▶ **What is being asked**
Counting only lines that contain the word "head", state the total for the listing below and nothing else.

▶ **Supplied records**
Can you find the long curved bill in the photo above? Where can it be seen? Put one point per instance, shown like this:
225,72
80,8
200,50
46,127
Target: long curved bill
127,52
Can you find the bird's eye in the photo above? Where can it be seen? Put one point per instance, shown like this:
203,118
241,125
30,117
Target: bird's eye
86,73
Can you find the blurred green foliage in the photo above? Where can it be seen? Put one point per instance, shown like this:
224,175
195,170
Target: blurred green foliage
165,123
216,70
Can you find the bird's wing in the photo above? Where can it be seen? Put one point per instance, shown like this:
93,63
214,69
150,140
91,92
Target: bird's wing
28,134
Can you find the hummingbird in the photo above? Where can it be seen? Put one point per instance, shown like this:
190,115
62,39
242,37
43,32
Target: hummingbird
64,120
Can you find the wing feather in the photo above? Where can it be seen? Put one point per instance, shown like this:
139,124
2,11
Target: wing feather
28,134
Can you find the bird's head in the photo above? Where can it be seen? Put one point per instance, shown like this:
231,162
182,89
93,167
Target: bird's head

▶ **Written solution**
2